» **TASK OBJECTIVE**
Which lines of the material below contain the word "building"? Collect every one of them, copied in full, with uppercase and lowercase treated as different.

» **LISTING**
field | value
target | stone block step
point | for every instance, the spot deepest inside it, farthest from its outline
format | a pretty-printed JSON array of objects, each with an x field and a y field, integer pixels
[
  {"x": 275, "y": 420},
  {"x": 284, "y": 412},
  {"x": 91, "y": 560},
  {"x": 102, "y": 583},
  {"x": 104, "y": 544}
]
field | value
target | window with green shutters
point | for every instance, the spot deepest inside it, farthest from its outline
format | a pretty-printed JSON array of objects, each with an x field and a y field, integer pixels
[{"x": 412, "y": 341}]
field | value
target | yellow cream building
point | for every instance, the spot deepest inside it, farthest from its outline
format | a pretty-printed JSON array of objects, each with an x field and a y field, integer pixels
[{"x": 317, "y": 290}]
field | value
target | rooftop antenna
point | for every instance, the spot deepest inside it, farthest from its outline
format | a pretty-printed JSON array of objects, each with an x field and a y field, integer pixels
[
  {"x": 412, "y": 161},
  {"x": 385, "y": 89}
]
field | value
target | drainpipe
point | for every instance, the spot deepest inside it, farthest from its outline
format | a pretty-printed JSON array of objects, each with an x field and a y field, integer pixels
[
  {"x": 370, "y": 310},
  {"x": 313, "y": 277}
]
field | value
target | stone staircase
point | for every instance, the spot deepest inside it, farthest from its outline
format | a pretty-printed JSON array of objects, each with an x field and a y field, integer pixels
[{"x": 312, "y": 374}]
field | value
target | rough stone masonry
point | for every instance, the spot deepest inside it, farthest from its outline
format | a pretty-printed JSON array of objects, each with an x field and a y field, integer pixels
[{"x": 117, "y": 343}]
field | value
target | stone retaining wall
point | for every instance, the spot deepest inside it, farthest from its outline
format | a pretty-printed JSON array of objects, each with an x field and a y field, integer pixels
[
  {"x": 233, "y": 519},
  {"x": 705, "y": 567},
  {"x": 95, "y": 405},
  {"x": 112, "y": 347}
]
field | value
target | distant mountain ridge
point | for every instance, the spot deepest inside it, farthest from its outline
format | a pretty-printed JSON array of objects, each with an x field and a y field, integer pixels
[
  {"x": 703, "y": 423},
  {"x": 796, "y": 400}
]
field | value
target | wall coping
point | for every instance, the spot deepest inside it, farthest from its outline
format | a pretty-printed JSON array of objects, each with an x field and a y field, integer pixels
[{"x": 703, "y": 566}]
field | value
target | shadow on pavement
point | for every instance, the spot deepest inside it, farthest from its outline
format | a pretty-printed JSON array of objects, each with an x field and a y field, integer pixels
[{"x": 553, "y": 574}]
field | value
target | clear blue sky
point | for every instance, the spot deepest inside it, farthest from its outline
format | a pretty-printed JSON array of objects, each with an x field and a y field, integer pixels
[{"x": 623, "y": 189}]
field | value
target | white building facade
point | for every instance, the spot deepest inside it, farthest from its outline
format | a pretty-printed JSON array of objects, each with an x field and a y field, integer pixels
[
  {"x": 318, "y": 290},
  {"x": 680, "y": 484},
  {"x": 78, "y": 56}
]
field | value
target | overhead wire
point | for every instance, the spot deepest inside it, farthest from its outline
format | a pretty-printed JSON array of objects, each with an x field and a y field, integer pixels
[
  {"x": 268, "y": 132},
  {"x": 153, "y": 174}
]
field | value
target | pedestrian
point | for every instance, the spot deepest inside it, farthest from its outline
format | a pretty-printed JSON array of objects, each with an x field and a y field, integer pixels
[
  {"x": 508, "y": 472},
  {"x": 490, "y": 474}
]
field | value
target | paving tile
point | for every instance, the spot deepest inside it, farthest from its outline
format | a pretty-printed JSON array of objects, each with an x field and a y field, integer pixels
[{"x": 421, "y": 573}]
--
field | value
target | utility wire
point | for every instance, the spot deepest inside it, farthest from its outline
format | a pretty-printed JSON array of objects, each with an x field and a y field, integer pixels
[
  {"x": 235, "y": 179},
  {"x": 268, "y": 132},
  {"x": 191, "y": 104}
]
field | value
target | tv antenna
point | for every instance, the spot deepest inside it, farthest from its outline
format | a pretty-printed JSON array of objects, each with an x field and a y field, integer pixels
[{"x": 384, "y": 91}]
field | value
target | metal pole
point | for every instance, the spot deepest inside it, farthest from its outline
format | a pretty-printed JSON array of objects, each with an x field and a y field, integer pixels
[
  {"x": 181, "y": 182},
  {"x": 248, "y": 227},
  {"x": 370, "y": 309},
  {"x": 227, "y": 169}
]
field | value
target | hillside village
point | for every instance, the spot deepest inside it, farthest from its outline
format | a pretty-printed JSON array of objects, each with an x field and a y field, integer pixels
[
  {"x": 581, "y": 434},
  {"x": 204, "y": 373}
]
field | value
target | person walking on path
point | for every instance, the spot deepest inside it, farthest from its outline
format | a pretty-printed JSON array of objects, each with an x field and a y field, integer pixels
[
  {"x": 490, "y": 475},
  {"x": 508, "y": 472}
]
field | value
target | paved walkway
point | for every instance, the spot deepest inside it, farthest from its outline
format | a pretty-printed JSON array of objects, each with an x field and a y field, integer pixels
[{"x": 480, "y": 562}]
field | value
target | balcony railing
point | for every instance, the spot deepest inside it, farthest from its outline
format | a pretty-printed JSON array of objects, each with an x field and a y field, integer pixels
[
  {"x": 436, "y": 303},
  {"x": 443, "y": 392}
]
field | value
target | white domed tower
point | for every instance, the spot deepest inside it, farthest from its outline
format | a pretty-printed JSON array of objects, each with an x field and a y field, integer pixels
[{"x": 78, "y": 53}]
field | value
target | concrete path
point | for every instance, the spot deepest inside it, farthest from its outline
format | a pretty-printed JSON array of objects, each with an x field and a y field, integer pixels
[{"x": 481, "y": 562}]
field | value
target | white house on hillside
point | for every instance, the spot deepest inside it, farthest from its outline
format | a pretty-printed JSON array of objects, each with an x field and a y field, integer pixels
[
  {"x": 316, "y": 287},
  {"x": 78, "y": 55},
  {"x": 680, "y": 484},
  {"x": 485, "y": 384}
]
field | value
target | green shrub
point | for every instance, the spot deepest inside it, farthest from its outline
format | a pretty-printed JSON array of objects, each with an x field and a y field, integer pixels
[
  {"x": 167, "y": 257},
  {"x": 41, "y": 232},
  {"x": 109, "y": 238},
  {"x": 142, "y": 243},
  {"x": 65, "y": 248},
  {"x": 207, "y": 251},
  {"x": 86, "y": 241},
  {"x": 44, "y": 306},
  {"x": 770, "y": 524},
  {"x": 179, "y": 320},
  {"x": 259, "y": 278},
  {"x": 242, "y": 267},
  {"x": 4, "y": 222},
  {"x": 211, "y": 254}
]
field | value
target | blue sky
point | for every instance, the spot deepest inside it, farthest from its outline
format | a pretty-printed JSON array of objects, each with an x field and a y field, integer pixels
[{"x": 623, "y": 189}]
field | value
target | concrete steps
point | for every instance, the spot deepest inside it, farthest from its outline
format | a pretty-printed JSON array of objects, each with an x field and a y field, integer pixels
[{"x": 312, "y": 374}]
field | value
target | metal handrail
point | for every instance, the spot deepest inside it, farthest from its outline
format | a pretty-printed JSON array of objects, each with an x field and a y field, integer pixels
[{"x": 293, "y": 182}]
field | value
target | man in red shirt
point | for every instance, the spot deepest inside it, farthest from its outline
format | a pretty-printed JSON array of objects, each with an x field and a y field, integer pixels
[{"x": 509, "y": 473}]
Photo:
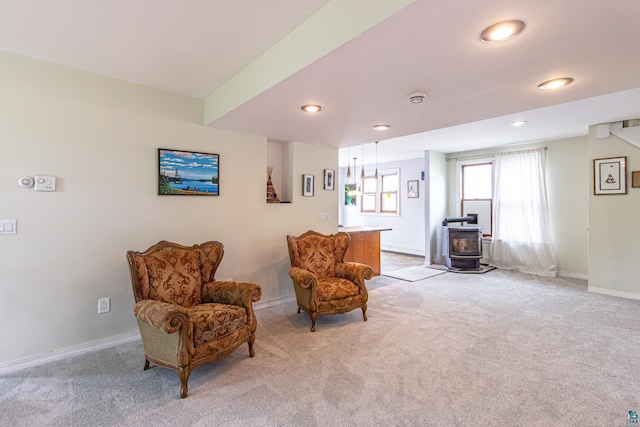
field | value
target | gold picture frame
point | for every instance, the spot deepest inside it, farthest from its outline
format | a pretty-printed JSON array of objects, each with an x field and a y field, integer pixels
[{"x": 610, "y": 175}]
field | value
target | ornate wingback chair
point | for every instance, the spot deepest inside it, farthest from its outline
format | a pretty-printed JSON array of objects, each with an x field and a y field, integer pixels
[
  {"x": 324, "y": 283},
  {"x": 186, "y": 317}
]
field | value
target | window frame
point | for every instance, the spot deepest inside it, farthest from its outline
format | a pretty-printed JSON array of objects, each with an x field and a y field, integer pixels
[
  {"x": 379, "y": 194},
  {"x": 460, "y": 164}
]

» **EXERCISE SOLUTION**
target | yellow cream building
target | white building facade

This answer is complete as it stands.